Set exercise 1 =
In the piece on treacherous prisoners, who had imprisoned the demon prince Fraz-Urb'luu centuries earlier?
Set exercise 2 =
Reproduce the stretch of the piece on treacherous prisoners from "On Early Tropes, Treacherous" through "point of burnout.".

Passage to read =
※ ※ ※

On Early Tropes, Treacherous Prisoners

Did somebody who appears non-threatening show up? Do they make overtures of being helpful?

Clearly they are a were-wolf/cultist/vampire/doppleganger/evil thief and must be slain on sight.

This trope is overused way past the point of burnout.

The original use of this trope dates back to Greyhawk.

"Back in the Greyhawk dungeons, Erac's Cousin and the fighter Ayelerarch came upon a beautiful face that cried golden tears. The face told the adventurers the tale of his imprisonment and the heroic deeds required to release him. The adventurers agreed to recover The Urn of Moon Dust from a group of werebears. Erac’s Cousin and Ayelerach successfully recovered the urn, and to complete the quest, they sprinkled the moon dust on the weeping visage. The face was actually the demon prince of deception, Fraz-Urb'luu, who had been imprisoned by the mad arch-mage Zagyg centuries earlier. The completion of the quest resulted in his release. When he came to his proper form the adventurers attacked the fiend to try to undo their foolishness. The enraged demon fought back fiercely. In desperation Erac's Cousin used a gate spell from a scroll he had and managed to gate in the god Zeus, but to their shock and horror, the god chose to ignore their plea for help. The demon then whisked himself and the adventurers back to his own plane where strange forces there drained the magic from all the items Ayelerach and Erac's Cousin were carrying, including Erac's Cousin's prized Vorpal Blades. Fraz-Urb'luu quickly subdued the stranded adventurers and they suffered unspeakable tortures at his hands before they eventually managed to escape. 
Erac's Cousin blamed the gods for the suffering he had endured at the demon’s hands, and for the loss of his prized items. He bitterly turned his back on the good powers he had paid homage to in the past, and instead chose for himself a path of evil. The unnamed wizard called upon the archfiend of Hell, Asmodeus, and a pact was made. The one-time powerful force for good, was now one of Hell’s greatest champions. To aid in his endeavors, and as part of their pact, Erac's Cousin was given an imp as a familiar. He does not trust the imp though, and he fears Asmodeus may have deceived him somehow." -Scott, Sep 28, 2007 at 12:15pm, Doomsday Message Board

But this is far, far and away from the only time this trope is used:

"XIII: The room has its own lighting and shows an area filled with cushions of satin and silk. There are no other apparent exits from the room and players can see a winged woman asleep on one of the
cushions in a far corner.

※ ※ ※

Stored data =
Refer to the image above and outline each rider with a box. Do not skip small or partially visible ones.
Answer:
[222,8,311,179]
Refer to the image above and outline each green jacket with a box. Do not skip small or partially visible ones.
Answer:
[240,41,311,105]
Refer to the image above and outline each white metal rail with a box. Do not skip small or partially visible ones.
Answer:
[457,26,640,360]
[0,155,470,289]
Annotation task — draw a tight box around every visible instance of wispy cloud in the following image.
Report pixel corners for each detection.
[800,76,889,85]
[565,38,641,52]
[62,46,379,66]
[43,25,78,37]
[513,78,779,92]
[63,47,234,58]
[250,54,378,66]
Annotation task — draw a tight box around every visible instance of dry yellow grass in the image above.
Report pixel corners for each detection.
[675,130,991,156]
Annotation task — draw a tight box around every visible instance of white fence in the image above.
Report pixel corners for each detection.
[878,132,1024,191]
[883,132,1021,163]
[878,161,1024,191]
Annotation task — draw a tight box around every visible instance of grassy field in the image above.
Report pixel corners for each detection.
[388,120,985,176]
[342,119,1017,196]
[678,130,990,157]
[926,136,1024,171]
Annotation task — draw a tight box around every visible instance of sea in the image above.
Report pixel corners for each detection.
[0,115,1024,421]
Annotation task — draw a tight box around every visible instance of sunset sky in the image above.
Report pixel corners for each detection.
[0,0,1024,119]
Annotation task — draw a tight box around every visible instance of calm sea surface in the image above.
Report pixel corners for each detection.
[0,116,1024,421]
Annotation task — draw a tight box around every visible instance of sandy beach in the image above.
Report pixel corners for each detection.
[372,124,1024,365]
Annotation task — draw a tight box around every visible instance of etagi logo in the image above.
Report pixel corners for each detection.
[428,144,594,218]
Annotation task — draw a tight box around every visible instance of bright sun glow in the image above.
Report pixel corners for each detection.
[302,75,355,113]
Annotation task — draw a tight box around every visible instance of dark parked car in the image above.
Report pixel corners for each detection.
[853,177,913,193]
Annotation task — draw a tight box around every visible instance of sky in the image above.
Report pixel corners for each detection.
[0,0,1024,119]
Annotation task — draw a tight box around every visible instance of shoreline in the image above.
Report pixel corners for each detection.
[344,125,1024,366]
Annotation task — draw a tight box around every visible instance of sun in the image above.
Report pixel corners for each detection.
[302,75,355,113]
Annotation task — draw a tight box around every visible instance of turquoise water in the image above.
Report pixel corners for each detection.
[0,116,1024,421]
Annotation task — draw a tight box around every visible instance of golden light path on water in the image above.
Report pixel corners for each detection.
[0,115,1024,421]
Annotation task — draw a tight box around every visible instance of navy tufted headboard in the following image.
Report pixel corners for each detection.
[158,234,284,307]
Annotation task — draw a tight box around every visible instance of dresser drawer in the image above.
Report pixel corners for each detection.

※ ※ ※

Written solution 1 =
The mad arch-mage Zagyg.

Written solution 2 =
On Early Tropes, Treacherous Prisoners

Did somebody who appears non-threatening show up? Do they make overtures of being helpful?

Clearly they are a were-wolf/cultist/vampire/doppleganger/evil thief and must be slain on sight.

This trope is overused way past the point of burnout.